→ Instructions to follow: Filter the records, keeping every line that contains the string "tree". Treat uppercase and lowercase letters as different.

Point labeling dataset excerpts
[BEGIN]
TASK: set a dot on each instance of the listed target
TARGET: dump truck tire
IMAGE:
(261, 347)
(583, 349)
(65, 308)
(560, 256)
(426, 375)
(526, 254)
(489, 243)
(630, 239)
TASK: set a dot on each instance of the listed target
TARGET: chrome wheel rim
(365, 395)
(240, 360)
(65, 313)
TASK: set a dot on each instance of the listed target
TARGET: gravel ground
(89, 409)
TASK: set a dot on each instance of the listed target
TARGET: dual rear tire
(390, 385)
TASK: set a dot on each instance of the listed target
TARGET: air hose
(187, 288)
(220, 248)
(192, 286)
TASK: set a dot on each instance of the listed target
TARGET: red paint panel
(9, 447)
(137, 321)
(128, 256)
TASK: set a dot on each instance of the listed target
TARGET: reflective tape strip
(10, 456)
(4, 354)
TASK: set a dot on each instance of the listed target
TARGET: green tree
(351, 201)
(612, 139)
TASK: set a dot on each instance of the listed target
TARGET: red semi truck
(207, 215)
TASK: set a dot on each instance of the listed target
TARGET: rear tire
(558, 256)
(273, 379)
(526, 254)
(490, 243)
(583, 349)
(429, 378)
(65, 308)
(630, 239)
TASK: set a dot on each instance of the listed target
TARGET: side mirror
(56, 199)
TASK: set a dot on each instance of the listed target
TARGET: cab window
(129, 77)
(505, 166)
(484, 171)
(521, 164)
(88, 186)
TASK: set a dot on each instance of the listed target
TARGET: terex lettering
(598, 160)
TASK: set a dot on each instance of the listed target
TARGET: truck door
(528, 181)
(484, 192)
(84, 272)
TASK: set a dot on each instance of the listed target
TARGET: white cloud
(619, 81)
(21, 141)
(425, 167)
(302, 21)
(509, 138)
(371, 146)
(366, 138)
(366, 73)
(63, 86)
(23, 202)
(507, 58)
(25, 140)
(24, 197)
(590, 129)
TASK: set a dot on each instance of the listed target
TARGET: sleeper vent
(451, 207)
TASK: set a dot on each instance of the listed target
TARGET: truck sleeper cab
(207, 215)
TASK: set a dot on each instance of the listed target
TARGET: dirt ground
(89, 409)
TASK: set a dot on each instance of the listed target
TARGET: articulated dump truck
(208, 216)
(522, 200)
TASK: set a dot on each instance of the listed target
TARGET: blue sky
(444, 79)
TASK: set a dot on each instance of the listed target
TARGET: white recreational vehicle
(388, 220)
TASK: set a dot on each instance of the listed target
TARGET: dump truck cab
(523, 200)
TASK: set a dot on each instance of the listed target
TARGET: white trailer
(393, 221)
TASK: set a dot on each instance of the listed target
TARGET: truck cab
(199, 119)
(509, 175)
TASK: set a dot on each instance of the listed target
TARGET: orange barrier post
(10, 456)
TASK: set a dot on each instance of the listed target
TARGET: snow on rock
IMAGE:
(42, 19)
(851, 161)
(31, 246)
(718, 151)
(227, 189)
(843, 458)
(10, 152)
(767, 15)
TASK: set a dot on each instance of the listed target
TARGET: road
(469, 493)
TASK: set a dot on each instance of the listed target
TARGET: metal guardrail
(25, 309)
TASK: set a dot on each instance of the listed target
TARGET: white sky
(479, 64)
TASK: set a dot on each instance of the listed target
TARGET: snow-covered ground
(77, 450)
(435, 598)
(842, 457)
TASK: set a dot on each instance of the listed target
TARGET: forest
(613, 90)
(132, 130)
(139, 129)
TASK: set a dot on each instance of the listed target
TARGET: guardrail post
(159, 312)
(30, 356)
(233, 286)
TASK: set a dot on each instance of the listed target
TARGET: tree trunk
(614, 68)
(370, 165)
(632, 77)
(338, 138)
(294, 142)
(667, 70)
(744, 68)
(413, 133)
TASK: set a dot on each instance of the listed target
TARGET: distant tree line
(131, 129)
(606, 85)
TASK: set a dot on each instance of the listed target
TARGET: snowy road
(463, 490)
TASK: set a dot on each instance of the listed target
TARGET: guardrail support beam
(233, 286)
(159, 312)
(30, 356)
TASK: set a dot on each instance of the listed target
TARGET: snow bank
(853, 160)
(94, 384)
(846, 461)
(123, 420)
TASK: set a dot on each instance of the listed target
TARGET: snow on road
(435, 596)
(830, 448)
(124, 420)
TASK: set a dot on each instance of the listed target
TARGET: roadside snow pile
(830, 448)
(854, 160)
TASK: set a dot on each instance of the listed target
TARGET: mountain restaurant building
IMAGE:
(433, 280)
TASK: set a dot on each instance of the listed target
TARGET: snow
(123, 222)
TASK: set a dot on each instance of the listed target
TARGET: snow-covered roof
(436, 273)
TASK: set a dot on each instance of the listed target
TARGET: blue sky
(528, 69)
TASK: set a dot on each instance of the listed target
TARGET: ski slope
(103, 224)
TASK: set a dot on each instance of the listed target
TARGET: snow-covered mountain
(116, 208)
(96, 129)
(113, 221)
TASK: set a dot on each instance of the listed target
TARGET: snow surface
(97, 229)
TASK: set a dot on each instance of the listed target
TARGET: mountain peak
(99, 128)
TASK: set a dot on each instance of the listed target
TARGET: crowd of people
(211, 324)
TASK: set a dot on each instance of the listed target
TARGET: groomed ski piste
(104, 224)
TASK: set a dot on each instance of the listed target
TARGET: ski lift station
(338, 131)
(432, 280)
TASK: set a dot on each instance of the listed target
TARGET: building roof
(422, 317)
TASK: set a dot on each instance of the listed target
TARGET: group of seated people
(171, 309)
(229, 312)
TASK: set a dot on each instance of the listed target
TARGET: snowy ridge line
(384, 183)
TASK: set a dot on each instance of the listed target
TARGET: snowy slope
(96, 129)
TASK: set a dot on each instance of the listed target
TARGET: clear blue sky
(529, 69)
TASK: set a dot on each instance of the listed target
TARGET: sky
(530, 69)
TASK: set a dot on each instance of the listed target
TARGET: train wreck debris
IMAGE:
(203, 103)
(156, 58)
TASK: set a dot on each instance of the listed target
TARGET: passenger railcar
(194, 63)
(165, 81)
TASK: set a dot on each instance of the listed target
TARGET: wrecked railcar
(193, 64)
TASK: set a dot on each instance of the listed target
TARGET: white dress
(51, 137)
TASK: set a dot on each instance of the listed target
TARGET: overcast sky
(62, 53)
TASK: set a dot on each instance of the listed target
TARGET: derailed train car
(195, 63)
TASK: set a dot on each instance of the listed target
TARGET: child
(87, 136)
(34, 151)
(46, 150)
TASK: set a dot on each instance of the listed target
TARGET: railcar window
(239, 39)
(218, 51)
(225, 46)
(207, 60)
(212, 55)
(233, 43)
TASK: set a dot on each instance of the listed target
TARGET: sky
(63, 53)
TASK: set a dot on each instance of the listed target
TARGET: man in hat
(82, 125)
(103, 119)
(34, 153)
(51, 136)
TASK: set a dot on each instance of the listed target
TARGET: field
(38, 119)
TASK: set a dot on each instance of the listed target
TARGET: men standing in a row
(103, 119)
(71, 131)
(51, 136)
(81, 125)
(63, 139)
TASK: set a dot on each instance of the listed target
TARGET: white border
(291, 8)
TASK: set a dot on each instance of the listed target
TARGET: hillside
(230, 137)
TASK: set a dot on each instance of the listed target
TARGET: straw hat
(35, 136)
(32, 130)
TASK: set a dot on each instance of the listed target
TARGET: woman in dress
[END]
→ Output below:
TARGET: green tree
TARGET: tree trunk
TARGET: distant tree line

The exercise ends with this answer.